依頼内容: 原文抜粋によると、頌を暗唱し終えた弟子たちは何と言って感嘆しましたか？

原文抜粋:
☆ ☆ ☆ ☆

書き終わると、誰にも知られずに、急いで自分の部屋に戻った。部屋に戻ると、「明日大師がわしの頌をご覧になって満足すれば、大師の法を授かる準備が整ったということだ。しかし大師が、これは駄目だと言われれば、わしはまだその法を授かるにふさわしくないということだ。わしは前世から積んできた悪に心を厚く包まれているので、大師がわしの頌をどうお感じになるか、推測できない」と心配した。彼は朝までこのように考え、寝ても座ってもあんしんてせきなかった。

 しかし大師は前から、神秀はまだ悟りの門をくぐっていない、まだ本当の心が見えていない、と知っていた。

 大師が盧珍に、「遠くからお出でいただいて残念だが、あなたは描く必要がないようです。経に、『形のあるすべての物、あるいは現象・行動のあるすべての物は、無常であり幻である』とあるので、この頌はこのままにし、人に暗唱して勉強させれば苦を脱し、悪道に落ちないで済むので、この頌で修行する人が受け取る功徳は非常に大きい」と言われた。

 そう言うと大師は、ロウソクと線香を持って来て火を点けさせ、弟子たちに、それを拝んで暗唱すれば、すぐに自性が見えると言った。弟子たちは暗唱し終わると、全員が「素晴らしい」と感嘆した。

 真夜中になると、大師は遣いをやって神秀を呼び、その頌を書いたのはあなたかと聞いた。神秀は「はい、そうです。私は宗祖の地位を望んでいる訳ではなく、その頌に、多少でも智慧の片鱗があるかどうかを、大師に教えていただきたいだけです」と答えた。

☆ ☆ ☆ ☆

記録データ:
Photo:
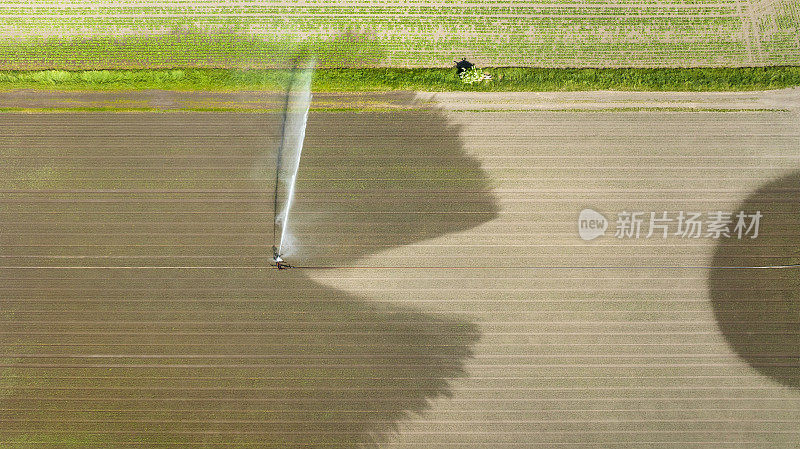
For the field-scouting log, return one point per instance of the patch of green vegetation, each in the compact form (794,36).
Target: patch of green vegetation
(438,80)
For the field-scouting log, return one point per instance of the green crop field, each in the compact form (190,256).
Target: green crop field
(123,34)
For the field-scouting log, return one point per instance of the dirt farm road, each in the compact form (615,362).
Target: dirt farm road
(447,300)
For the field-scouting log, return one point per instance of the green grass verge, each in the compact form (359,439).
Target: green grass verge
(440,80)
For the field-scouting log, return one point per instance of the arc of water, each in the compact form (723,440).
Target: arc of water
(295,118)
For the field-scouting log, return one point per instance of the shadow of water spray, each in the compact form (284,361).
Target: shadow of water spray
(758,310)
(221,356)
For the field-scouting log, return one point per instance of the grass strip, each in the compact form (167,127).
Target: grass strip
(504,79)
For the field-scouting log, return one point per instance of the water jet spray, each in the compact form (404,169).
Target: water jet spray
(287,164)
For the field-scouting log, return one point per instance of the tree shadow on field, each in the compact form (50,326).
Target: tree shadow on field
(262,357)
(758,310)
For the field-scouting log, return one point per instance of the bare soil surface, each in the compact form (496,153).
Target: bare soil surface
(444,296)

☆ ☆ ☆ ☆

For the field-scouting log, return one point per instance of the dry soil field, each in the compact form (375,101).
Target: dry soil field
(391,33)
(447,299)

☆ ☆ ☆ ☆

出力結果: 全員が「素晴らしい」と感嘆しました。